_The task_
Every line of the records that holds the word "road" should be copied.

_Supplied material_

-*-

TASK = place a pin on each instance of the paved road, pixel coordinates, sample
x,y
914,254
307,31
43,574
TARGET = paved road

-*-

_Output for this exercise_
TASK = place a pin on each instance of the paved road, pixel coordinates, sample
TARGET = paved road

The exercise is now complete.